## BEGIN DOCUMENT SECTION
I built a set of 27.5 wheels that are the following specs: 
Rims: Carbonfan Skyweight DC, 22mm internal
Hubs: Carbon-Ti 
Spokes: Cx-Ray
Nips: Sapim Alloy

Cost: Roughly $910
Weight: 1098g

Here is a write up: http://forums.mtbr.com/wheels-tires/carbonfan-skyweight-carbon-rim-review-1081098.html

I also purchased a set of 29er asym 22mm internal rims that will be built up in the same manner. Cost is the same as above, weight will be roughly 1,188g (as weighed by me).

You could go with Carbonfan's 25mm internal asym 29er wheel and the set up would be about 1,230g.

Please show me a better deal out there? 
None of these parts were ebay snags, this can all be bought for roughly the same price I paid because you can get every part from the suppliers I used.


----------



## emeterio (Jul 11, 2007)

sducomb said:


> View attachment 1204717
> View attachment 1204718
> 
> 
> My new race wheels. 30mm (25mm internal) Chinese carbon rims, Sapim CX-Ray spokes (24 front, 28 rear) DT240s (36t), alloy nipples. 1260 grams taped with valves. I cannot, unfortunately, give a source on the rims. The shop I race for has a secret source and I don't know what it is. Just raced on these at Lumberjack 100 last weekend and they are LEGIT!
## END DOCUMENT SECTION
## BEGIN SOURCE MATERIAL
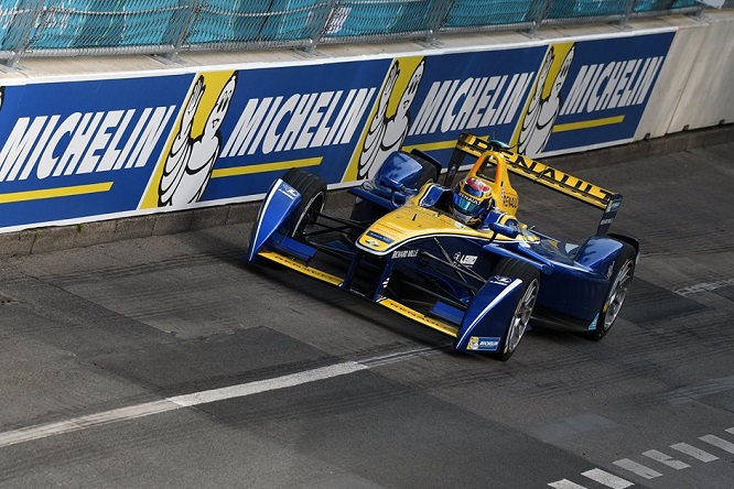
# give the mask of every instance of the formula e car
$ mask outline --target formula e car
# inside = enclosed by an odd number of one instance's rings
## END SOURCE MATERIAL
▶ _WHAT THIS EXERCISE ASKS_:
**1.** Render this sentence from the forum thread on carbon wheel builds in Spanish: "I also purchased a set of 29er asym 22mm internal rims that will be built up in the same manner."
**2.** From the forum thread on carbon wheel builds, transcribe the part that opens with the words containing "I also purchased" and closes with "suppliers I used.".

▶ _ANSWERS PROVIDED_:
**1.** También compré un juego de llantas asimétricas 29er de 22 mm de ancho interno que se montarán de la misma manera.

**2.**
I also purchased a set of 29er asym 22mm internal rims that will be built up in the same manner. Cost is the same as above, weight will be roughly 1,188g (as weighed by me).

You could go with Carbonfan's 25mm internal asym 29er wheel and the set up would be about 1,230g.

Please show me a better deal out there? 
None of these parts were ebay snags, this can all be bought for roughly the same price I paid because you can get every part from the suppliers I used.